__SHORT EXERCISE__: Put every line of the items below into a JSON list of strings, one string for each line, and leave out any blank lines.
─── RECORDS FOR THIS EXERCISE
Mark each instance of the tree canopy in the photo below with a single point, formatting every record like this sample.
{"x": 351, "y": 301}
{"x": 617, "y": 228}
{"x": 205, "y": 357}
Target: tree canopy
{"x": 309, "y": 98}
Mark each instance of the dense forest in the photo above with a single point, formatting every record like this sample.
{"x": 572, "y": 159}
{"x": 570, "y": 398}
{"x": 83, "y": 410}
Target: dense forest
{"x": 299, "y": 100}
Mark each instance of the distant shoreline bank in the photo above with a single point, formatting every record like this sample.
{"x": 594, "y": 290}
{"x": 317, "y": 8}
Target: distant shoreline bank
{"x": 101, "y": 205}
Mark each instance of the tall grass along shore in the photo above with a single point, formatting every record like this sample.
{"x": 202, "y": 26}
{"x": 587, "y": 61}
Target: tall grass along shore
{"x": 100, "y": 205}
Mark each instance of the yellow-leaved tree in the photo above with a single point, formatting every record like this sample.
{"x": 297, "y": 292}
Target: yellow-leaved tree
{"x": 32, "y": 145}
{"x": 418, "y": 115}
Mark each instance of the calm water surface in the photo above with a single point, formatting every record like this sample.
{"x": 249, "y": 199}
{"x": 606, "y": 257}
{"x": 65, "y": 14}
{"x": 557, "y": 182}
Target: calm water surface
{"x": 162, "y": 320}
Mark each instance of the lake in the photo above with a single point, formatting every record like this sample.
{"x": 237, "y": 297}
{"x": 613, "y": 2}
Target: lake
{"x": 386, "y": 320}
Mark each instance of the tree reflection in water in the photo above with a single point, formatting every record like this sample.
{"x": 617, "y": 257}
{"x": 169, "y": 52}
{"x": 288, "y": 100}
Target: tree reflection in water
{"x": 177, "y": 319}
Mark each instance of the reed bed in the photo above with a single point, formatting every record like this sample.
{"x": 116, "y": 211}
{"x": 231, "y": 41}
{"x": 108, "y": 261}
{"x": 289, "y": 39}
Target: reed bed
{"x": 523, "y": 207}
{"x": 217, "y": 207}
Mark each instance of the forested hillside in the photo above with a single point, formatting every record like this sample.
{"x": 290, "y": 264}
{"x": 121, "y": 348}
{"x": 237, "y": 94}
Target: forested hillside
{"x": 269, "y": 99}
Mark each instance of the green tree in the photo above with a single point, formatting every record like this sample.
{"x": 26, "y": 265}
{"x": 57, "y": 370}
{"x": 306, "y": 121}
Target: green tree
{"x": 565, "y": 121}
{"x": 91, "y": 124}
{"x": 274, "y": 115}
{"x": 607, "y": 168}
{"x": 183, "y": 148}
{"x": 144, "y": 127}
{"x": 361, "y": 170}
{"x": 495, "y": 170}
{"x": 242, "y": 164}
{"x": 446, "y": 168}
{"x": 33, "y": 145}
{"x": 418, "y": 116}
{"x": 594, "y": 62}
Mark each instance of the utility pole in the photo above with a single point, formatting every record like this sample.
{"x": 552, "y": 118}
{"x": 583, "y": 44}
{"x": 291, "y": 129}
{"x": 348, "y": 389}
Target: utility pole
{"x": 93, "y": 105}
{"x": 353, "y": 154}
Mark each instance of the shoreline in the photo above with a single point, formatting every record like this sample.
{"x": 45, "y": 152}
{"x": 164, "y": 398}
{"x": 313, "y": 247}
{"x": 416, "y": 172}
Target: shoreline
──────
__TASK RESULT__:
[
  "Mark each instance of the tree canopy in the photo below with a single point, formatting every record like this sample.",
  "{\"x\": 351, \"y\": 301}",
  "{\"x\": 617, \"y\": 228}",
  "{\"x\": 205, \"y\": 357}",
  "Target: tree canopy",
  "{\"x\": 309, \"y\": 98}",
  "Mark each instance of the dense forest in the photo above with a single point, formatting every record like this sample.",
  "{\"x\": 572, \"y\": 159}",
  "{\"x\": 570, \"y\": 398}",
  "{\"x\": 83, \"y\": 410}",
  "Target: dense forest",
  "{\"x\": 299, \"y\": 100}",
  "Mark each instance of the distant shoreline bank in the photo above with a single point, formatting every record like this sample.",
  "{\"x\": 594, \"y\": 290}",
  "{\"x\": 317, \"y\": 8}",
  "Target: distant shoreline bank",
  "{\"x\": 101, \"y\": 205}",
  "Mark each instance of the tall grass along shore in the photo above with a single point, formatting every record like this sample.",
  "{\"x\": 202, \"y\": 26}",
  "{\"x\": 587, \"y\": 61}",
  "Target: tall grass along shore",
  "{\"x\": 100, \"y\": 205}",
  "Mark each instance of the yellow-leaved tree in the photo above with a single point, formatting every record like this sample.",
  "{\"x\": 297, \"y\": 292}",
  "Target: yellow-leaved tree",
  "{\"x\": 32, \"y\": 145}",
  "{\"x\": 418, \"y\": 115}",
  "Mark each instance of the calm water surface in the photo above with a single point, formatting every record like this sample.",
  "{\"x\": 249, \"y\": 199}",
  "{\"x\": 606, \"y\": 257}",
  "{\"x\": 65, \"y\": 14}",
  "{\"x\": 557, \"y\": 182}",
  "Target: calm water surface",
  "{\"x\": 162, \"y\": 320}",
  "Mark each instance of the lake in the photo above with a single point, formatting every record like this sample.",
  "{\"x\": 237, \"y\": 297}",
  "{\"x\": 613, \"y\": 2}",
  "Target: lake",
  "{\"x\": 386, \"y\": 320}",
  "Mark each instance of the tree reflection in water in the photo above with a single point, formatting every record like this sample.",
  "{\"x\": 617, \"y\": 257}",
  "{\"x\": 169, \"y\": 52}",
  "{\"x\": 288, \"y\": 100}",
  "Target: tree reflection in water",
  "{\"x\": 177, \"y\": 319}",
  "Mark each instance of the reed bed in the photo above with a single point, formatting every record like this sample.",
  "{\"x\": 116, \"y\": 211}",
  "{\"x\": 231, \"y\": 41}",
  "{\"x\": 108, \"y\": 261}",
  "{\"x\": 289, \"y\": 39}",
  "Target: reed bed",
  "{\"x\": 523, \"y\": 207}",
  "{\"x\": 217, \"y\": 207}",
  "Mark each instance of the forested hillside in the photo above with a single point, formatting every record like this sample.",
  "{\"x\": 290, \"y\": 264}",
  "{\"x\": 121, \"y\": 348}",
  "{\"x\": 237, \"y\": 94}",
  "Target: forested hillside",
  "{\"x\": 269, \"y\": 99}",
  "Mark each instance of the green tree in the photo above with a single point, formatting every record like this sample.",
  "{\"x\": 26, \"y\": 265}",
  "{\"x\": 57, \"y\": 370}",
  "{\"x\": 306, \"y\": 121}",
  "Target: green tree",
  "{\"x\": 565, \"y\": 121}",
  "{\"x\": 91, \"y\": 124}",
  "{\"x\": 274, \"y\": 115}",
  "{\"x\": 607, \"y\": 168}",
  "{\"x\": 183, \"y\": 148}",
  "{\"x\": 144, \"y\": 127}",
  "{\"x\": 361, \"y\": 170}",
  "{\"x\": 495, \"y\": 170}",
  "{\"x\": 242, \"y\": 164}",
  "{\"x\": 446, \"y\": 168}",
  "{\"x\": 33, \"y\": 145}",
  "{\"x\": 418, \"y\": 116}",
  "{\"x\": 594, \"y\": 62}",
  "Mark each instance of the utility pole in the photo above with a single point, formatting every record like this sample.",
  "{\"x\": 552, \"y\": 118}",
  "{\"x\": 583, \"y\": 44}",
  "{\"x\": 291, \"y\": 129}",
  "{\"x\": 348, \"y\": 389}",
  "Target: utility pole",
  "{\"x\": 93, \"y\": 105}",
  "{\"x\": 353, \"y\": 154}",
  "Mark each instance of the shoreline in the photo above with a single point, formatting every record like this sample.",
  "{\"x\": 45, \"y\": 152}",
  "{\"x\": 164, \"y\": 398}",
  "{\"x\": 313, \"y\": 247}",
  "{\"x\": 416, \"y\": 172}",
  "Target: shoreline"
]